▶ EXTRACTED ENTRIES:
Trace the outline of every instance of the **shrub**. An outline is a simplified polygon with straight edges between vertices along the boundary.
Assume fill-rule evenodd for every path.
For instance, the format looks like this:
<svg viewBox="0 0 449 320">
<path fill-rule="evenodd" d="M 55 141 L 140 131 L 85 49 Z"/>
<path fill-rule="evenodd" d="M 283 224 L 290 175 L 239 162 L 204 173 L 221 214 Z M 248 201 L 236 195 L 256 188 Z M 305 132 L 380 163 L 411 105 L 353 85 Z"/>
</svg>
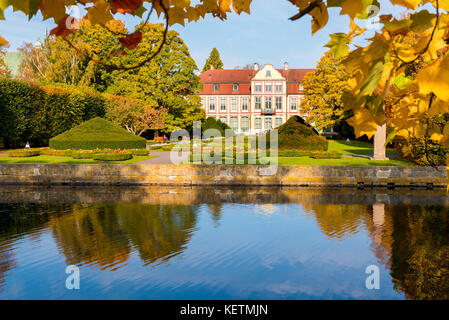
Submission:
<svg viewBox="0 0 449 320">
<path fill-rule="evenodd" d="M 127 150 L 127 151 L 131 152 L 131 154 L 133 156 L 136 156 L 136 157 L 146 157 L 146 156 L 148 156 L 150 154 L 150 151 L 149 150 L 145 150 L 145 149 Z"/>
<path fill-rule="evenodd" d="M 206 121 L 204 121 L 203 124 L 201 125 L 201 129 L 203 133 L 209 129 L 216 129 L 220 132 L 222 137 L 225 136 L 225 130 L 231 130 L 231 128 L 226 123 L 221 122 L 220 120 L 217 120 L 214 117 L 207 118 Z"/>
<path fill-rule="evenodd" d="M 93 159 L 98 161 L 126 161 L 133 158 L 131 152 L 99 152 L 95 153 Z"/>
<path fill-rule="evenodd" d="M 95 153 L 93 151 L 80 150 L 72 151 L 73 159 L 93 159 Z"/>
<path fill-rule="evenodd" d="M 41 154 L 40 150 L 28 150 L 28 149 L 20 149 L 20 150 L 11 150 L 8 151 L 8 157 L 36 157 Z"/>
<path fill-rule="evenodd" d="M 395 149 L 402 157 L 420 166 L 441 166 L 446 164 L 449 146 L 424 138 L 411 138 L 407 141 L 403 137 L 394 139 Z"/>
<path fill-rule="evenodd" d="M 343 157 L 343 153 L 338 151 L 313 151 L 310 154 L 310 158 L 313 159 L 341 159 Z"/>
<path fill-rule="evenodd" d="M 47 144 L 83 121 L 104 116 L 105 108 L 106 100 L 91 89 L 0 78 L 0 137 L 8 146 Z"/>
<path fill-rule="evenodd" d="M 41 155 L 43 156 L 53 156 L 53 157 L 71 157 L 72 150 L 54 150 L 54 149 L 43 149 Z"/>
<path fill-rule="evenodd" d="M 50 148 L 64 149 L 144 149 L 146 140 L 133 135 L 112 122 L 91 119 L 69 131 L 50 139 Z"/>
<path fill-rule="evenodd" d="M 329 142 L 298 116 L 291 117 L 278 129 L 279 148 L 290 150 L 327 151 Z M 267 147 L 270 133 L 266 135 Z"/>
<path fill-rule="evenodd" d="M 156 137 L 156 138 L 154 138 L 154 143 L 164 143 L 164 137 Z"/>
</svg>

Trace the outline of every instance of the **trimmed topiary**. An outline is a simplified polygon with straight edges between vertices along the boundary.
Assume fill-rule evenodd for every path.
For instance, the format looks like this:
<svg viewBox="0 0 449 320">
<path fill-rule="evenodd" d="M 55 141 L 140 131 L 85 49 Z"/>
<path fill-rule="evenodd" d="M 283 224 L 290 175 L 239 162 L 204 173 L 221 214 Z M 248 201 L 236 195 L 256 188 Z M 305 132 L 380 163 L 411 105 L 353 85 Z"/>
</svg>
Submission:
<svg viewBox="0 0 449 320">
<path fill-rule="evenodd" d="M 94 118 L 50 139 L 50 148 L 77 149 L 144 149 L 146 140 L 102 118 Z"/>
<path fill-rule="evenodd" d="M 133 158 L 131 152 L 98 152 L 93 159 L 98 161 L 126 161 Z"/>
<path fill-rule="evenodd" d="M 209 117 L 204 121 L 201 125 L 201 129 L 203 133 L 208 129 L 216 129 L 221 133 L 221 136 L 225 136 L 225 130 L 232 130 L 226 123 L 221 122 L 220 120 L 215 119 L 214 117 Z M 234 135 L 234 131 L 232 131 L 232 135 Z"/>
<path fill-rule="evenodd" d="M 293 116 L 278 128 L 279 148 L 290 150 L 327 151 L 329 142 L 301 117 Z M 267 144 L 270 134 L 267 134 Z"/>
<path fill-rule="evenodd" d="M 131 154 L 133 156 L 136 156 L 136 157 L 146 157 L 146 156 L 148 156 L 150 154 L 150 151 L 149 150 L 145 150 L 145 149 L 142 149 L 142 150 L 127 150 L 127 151 L 131 152 Z"/>
<path fill-rule="evenodd" d="M 53 149 L 43 149 L 41 151 L 42 156 L 53 156 L 53 157 L 71 157 L 72 150 L 53 150 Z"/>
<path fill-rule="evenodd" d="M 8 151 L 8 157 L 14 158 L 27 158 L 27 157 L 37 157 L 41 154 L 40 150 L 11 150 Z"/>
</svg>

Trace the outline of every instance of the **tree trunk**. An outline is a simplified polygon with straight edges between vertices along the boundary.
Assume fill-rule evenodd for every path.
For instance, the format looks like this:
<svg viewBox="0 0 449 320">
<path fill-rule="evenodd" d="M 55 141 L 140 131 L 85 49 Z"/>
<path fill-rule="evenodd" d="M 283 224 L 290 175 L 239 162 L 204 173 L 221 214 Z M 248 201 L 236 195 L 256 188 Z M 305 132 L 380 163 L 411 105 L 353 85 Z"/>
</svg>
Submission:
<svg viewBox="0 0 449 320">
<path fill-rule="evenodd" d="M 386 156 L 385 144 L 387 142 L 387 125 L 377 127 L 374 135 L 374 155 L 371 160 L 388 160 Z"/>
</svg>

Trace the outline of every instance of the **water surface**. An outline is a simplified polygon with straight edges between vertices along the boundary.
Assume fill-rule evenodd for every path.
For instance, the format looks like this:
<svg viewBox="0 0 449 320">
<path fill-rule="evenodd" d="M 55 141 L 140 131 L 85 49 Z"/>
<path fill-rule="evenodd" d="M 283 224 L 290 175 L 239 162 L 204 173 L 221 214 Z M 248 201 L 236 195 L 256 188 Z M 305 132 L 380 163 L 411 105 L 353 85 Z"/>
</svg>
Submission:
<svg viewBox="0 0 449 320">
<path fill-rule="evenodd" d="M 448 209 L 440 191 L 0 187 L 0 299 L 448 299 Z"/>
</svg>

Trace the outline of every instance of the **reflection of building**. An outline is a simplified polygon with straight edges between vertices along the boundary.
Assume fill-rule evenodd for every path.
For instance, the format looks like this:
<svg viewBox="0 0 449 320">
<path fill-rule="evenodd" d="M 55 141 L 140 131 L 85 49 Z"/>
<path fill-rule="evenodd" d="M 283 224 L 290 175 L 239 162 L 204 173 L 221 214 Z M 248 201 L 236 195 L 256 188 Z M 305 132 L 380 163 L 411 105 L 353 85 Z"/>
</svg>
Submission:
<svg viewBox="0 0 449 320">
<path fill-rule="evenodd" d="M 313 69 L 208 70 L 200 96 L 208 117 L 227 123 L 237 133 L 257 133 L 279 127 L 299 114 L 301 81 Z"/>
</svg>

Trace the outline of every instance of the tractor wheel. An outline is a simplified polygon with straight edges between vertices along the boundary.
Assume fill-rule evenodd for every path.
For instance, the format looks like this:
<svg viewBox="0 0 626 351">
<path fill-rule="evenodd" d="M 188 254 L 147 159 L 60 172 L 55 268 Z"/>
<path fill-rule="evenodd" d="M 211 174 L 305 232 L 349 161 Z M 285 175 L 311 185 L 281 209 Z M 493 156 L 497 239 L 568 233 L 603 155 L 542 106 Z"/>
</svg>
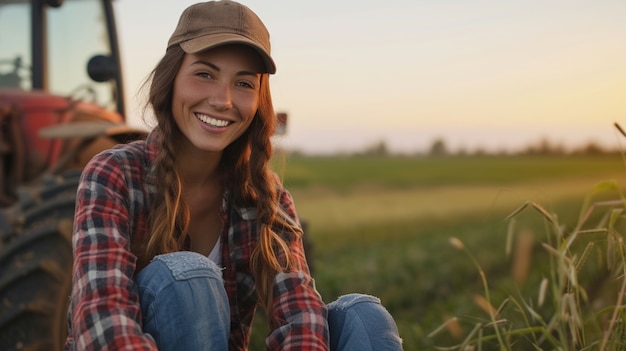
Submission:
<svg viewBox="0 0 626 351">
<path fill-rule="evenodd" d="M 78 172 L 18 189 L 0 215 L 0 350 L 62 350 Z"/>
</svg>

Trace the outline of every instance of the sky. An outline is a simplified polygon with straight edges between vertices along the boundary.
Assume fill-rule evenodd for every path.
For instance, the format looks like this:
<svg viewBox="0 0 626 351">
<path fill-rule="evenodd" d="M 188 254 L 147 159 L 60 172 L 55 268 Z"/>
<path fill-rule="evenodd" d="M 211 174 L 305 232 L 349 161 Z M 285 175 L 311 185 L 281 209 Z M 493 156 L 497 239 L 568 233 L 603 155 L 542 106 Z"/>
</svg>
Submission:
<svg viewBox="0 0 626 351">
<path fill-rule="evenodd" d="M 195 1 L 115 2 L 129 123 Z M 282 147 L 327 154 L 626 145 L 626 1 L 242 0 L 267 26 Z"/>
</svg>

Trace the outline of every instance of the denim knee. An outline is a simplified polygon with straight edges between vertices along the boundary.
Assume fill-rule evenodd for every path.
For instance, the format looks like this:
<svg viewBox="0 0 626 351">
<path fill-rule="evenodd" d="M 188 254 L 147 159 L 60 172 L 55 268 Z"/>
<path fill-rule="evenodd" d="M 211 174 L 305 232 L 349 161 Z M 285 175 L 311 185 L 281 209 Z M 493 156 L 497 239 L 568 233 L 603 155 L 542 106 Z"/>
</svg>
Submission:
<svg viewBox="0 0 626 351">
<path fill-rule="evenodd" d="M 135 278 L 143 329 L 160 350 L 227 348 L 230 308 L 222 270 L 206 256 L 156 256 Z"/>
<path fill-rule="evenodd" d="M 158 255 L 135 277 L 139 291 L 158 294 L 176 281 L 191 278 L 208 278 L 222 283 L 222 269 L 197 252 L 178 251 Z"/>
<path fill-rule="evenodd" d="M 152 262 L 163 262 L 172 272 L 176 280 L 184 280 L 196 276 L 207 276 L 222 279 L 222 270 L 206 256 L 193 251 L 178 251 L 158 255 Z"/>
<path fill-rule="evenodd" d="M 402 339 L 380 299 L 348 294 L 328 305 L 331 351 L 402 350 Z"/>
</svg>

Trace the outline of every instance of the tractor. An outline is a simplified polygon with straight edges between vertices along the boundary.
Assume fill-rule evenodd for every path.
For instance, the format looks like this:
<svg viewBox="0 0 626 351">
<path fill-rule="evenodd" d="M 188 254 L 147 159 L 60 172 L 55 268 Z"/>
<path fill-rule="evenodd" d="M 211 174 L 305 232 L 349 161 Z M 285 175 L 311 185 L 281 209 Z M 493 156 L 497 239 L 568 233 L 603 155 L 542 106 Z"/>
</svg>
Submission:
<svg viewBox="0 0 626 351">
<path fill-rule="evenodd" d="M 81 169 L 125 123 L 112 0 L 0 0 L 0 350 L 61 350 Z"/>
</svg>

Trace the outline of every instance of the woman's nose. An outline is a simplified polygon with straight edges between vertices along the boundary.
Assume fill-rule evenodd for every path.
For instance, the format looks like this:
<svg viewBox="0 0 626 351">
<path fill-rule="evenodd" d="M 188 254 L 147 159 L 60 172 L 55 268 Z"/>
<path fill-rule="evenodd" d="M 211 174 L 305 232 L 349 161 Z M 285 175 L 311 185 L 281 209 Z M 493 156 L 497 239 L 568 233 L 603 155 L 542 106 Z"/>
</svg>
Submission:
<svg viewBox="0 0 626 351">
<path fill-rule="evenodd" d="M 220 111 L 233 107 L 230 87 L 226 84 L 216 86 L 209 96 L 209 104 Z"/>
</svg>

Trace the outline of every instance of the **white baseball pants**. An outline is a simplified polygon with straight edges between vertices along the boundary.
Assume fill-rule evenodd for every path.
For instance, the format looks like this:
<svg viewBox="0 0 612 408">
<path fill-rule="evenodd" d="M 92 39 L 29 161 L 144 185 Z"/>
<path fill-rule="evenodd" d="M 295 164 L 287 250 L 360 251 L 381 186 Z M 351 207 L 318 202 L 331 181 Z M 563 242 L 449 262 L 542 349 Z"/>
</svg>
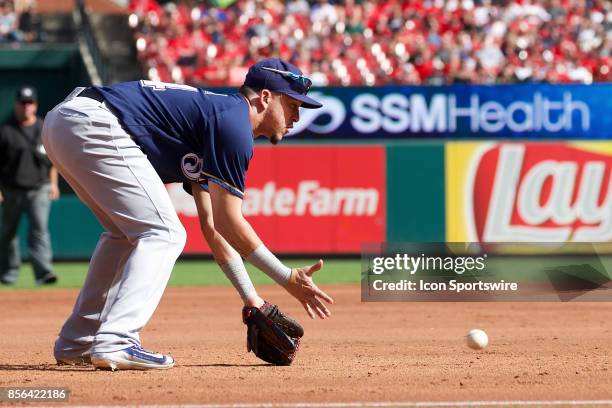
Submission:
<svg viewBox="0 0 612 408">
<path fill-rule="evenodd" d="M 82 89 L 47 114 L 43 143 L 106 232 L 59 333 L 56 356 L 140 345 L 139 332 L 153 315 L 186 239 L 146 155 L 104 103 L 75 96 Z"/>
</svg>

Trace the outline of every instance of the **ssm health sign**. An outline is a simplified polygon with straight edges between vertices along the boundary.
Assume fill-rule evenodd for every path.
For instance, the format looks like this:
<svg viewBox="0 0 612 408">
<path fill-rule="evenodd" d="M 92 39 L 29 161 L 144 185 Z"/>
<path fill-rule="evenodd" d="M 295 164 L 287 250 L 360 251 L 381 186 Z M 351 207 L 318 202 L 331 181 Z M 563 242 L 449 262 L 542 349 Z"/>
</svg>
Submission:
<svg viewBox="0 0 612 408">
<path fill-rule="evenodd" d="M 290 133 L 305 139 L 610 139 L 612 84 L 325 88 Z"/>
</svg>

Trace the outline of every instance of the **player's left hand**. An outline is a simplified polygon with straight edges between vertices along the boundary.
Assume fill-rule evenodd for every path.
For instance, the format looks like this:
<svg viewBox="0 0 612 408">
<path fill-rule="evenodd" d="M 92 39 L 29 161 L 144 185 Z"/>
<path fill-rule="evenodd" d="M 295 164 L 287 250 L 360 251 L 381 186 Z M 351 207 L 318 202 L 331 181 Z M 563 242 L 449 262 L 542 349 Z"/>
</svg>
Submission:
<svg viewBox="0 0 612 408">
<path fill-rule="evenodd" d="M 291 278 L 285 286 L 287 292 L 302 304 L 311 319 L 315 318 L 315 313 L 321 319 L 329 317 L 331 312 L 323 302 L 334 303 L 331 296 L 319 289 L 312 279 L 312 275 L 322 267 L 323 261 L 319 259 L 314 265 L 293 268 Z"/>
<path fill-rule="evenodd" d="M 57 200 L 60 197 L 60 190 L 57 184 L 51 184 L 51 191 L 49 191 L 49 198 L 52 201 Z"/>
</svg>

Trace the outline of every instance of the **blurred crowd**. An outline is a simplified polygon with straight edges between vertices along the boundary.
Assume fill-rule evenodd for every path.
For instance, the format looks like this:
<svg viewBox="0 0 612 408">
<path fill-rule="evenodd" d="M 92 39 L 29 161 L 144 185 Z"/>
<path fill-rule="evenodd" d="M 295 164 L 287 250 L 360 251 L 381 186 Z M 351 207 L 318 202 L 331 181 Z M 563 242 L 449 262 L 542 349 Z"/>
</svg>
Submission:
<svg viewBox="0 0 612 408">
<path fill-rule="evenodd" d="M 0 0 L 0 44 L 40 40 L 40 17 L 32 1 Z"/>
<path fill-rule="evenodd" d="M 150 79 L 238 85 L 264 57 L 315 85 L 592 83 L 612 75 L 609 0 L 132 0 Z"/>
</svg>

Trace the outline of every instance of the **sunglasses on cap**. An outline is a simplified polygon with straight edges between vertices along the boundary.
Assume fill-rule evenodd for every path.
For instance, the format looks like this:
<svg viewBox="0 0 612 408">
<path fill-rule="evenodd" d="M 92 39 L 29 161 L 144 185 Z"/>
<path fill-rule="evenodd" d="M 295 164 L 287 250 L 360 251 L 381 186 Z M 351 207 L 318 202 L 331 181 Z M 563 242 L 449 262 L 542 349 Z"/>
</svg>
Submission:
<svg viewBox="0 0 612 408">
<path fill-rule="evenodd" d="M 293 81 L 298 82 L 299 84 L 302 85 L 302 88 L 303 88 L 300 91 L 302 95 L 306 95 L 308 91 L 310 91 L 310 87 L 312 86 L 312 80 L 308 77 L 305 77 L 304 75 L 296 74 L 295 72 L 291 72 L 291 71 L 281 71 L 280 69 L 268 68 L 268 67 L 261 67 L 261 69 L 265 69 L 266 71 L 275 72 L 279 75 L 284 76 L 285 78 L 289 78 Z"/>
</svg>

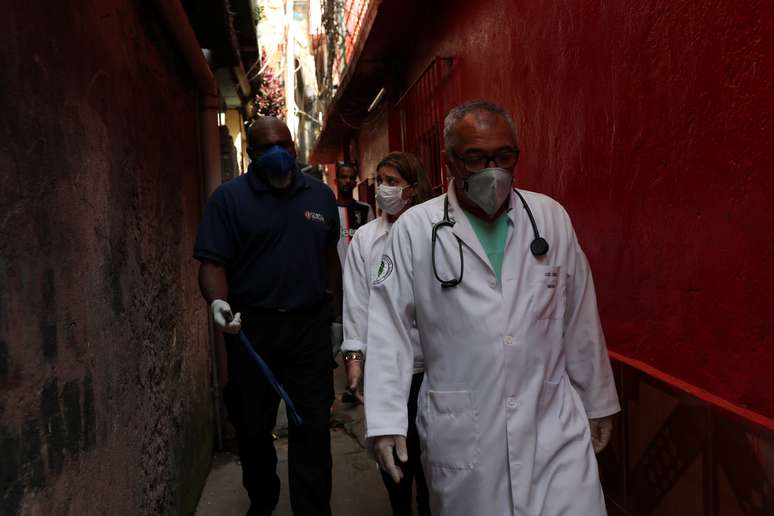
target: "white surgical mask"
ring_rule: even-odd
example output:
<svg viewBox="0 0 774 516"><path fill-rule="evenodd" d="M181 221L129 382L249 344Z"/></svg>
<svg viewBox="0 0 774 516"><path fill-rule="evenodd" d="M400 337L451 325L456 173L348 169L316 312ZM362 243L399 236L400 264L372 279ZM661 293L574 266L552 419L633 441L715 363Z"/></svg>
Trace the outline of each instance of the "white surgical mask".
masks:
<svg viewBox="0 0 774 516"><path fill-rule="evenodd" d="M403 198L402 186L379 185L376 187L376 204L388 215L397 215L408 204Z"/></svg>
<svg viewBox="0 0 774 516"><path fill-rule="evenodd" d="M485 168L462 180L468 199L494 215L511 193L513 174L504 168Z"/></svg>

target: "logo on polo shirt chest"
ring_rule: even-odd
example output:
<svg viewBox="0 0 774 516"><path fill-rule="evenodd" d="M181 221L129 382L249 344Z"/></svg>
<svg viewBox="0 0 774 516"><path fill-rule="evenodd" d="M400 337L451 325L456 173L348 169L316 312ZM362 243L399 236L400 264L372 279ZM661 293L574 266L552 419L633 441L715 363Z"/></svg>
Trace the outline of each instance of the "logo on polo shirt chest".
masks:
<svg viewBox="0 0 774 516"><path fill-rule="evenodd" d="M319 222L320 224L325 224L325 217L321 213L317 213L316 211L305 211L304 217L306 217L306 220L311 220L312 222Z"/></svg>

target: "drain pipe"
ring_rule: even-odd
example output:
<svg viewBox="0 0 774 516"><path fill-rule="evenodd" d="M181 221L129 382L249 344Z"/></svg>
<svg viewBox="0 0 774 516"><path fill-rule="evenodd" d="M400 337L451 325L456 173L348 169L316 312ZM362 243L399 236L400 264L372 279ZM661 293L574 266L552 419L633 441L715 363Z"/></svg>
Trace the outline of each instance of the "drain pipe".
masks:
<svg viewBox="0 0 774 516"><path fill-rule="evenodd" d="M205 170L204 190L206 198L209 198L221 183L218 84L204 58L180 0L155 0L154 3L199 89L200 136Z"/></svg>
<svg viewBox="0 0 774 516"><path fill-rule="evenodd" d="M155 0L156 9L172 36L177 49L188 65L199 90L199 130L202 163L204 165L204 196L207 202L212 192L221 183L220 132L218 130L218 84L204 58L199 41L196 39L191 22L180 0ZM207 310L209 314L209 310ZM215 331L212 317L209 320L210 353L212 361L213 405L215 409L215 432L218 449L223 449L223 429L220 420L219 368L225 364L223 337ZM220 353L218 352L220 351Z"/></svg>

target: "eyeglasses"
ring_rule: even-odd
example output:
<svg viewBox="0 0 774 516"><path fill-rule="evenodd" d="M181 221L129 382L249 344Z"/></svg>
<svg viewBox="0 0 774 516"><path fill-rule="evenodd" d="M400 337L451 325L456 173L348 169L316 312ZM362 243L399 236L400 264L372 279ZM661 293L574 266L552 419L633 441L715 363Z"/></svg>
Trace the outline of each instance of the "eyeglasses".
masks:
<svg viewBox="0 0 774 516"><path fill-rule="evenodd" d="M499 168L512 168L519 161L519 154L521 151L514 147L513 149L503 150L494 154L465 154L460 156L456 152L453 152L455 158L460 160L465 166L465 170L468 172L479 172L489 165L494 163Z"/></svg>

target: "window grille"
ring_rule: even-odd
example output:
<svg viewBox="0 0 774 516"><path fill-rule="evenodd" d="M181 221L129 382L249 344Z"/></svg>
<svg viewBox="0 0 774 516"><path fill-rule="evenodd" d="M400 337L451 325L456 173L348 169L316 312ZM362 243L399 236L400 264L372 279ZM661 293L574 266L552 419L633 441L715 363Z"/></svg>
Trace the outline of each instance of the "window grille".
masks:
<svg viewBox="0 0 774 516"><path fill-rule="evenodd" d="M344 72L354 57L355 45L358 42L366 14L371 7L371 0L346 0L342 12L341 25L343 27L343 38L341 47L336 49L336 58L333 65L335 74L334 84L339 84Z"/></svg>
<svg viewBox="0 0 774 516"><path fill-rule="evenodd" d="M395 104L400 124L400 147L415 154L430 178L432 195L446 190L441 165L443 117L450 105L447 82L452 58L436 57Z"/></svg>

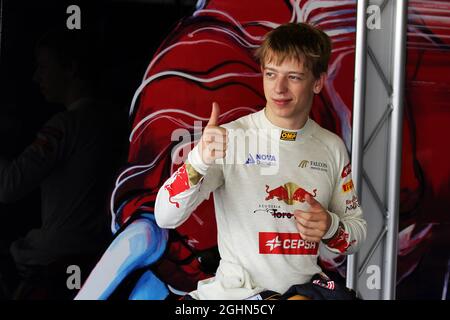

▶ EXERCISE DESCRIPTION:
Tally the lines above that hold "shirt" and write the result as a lone number.

▶ ANSWER TO THE PROBLEM:
2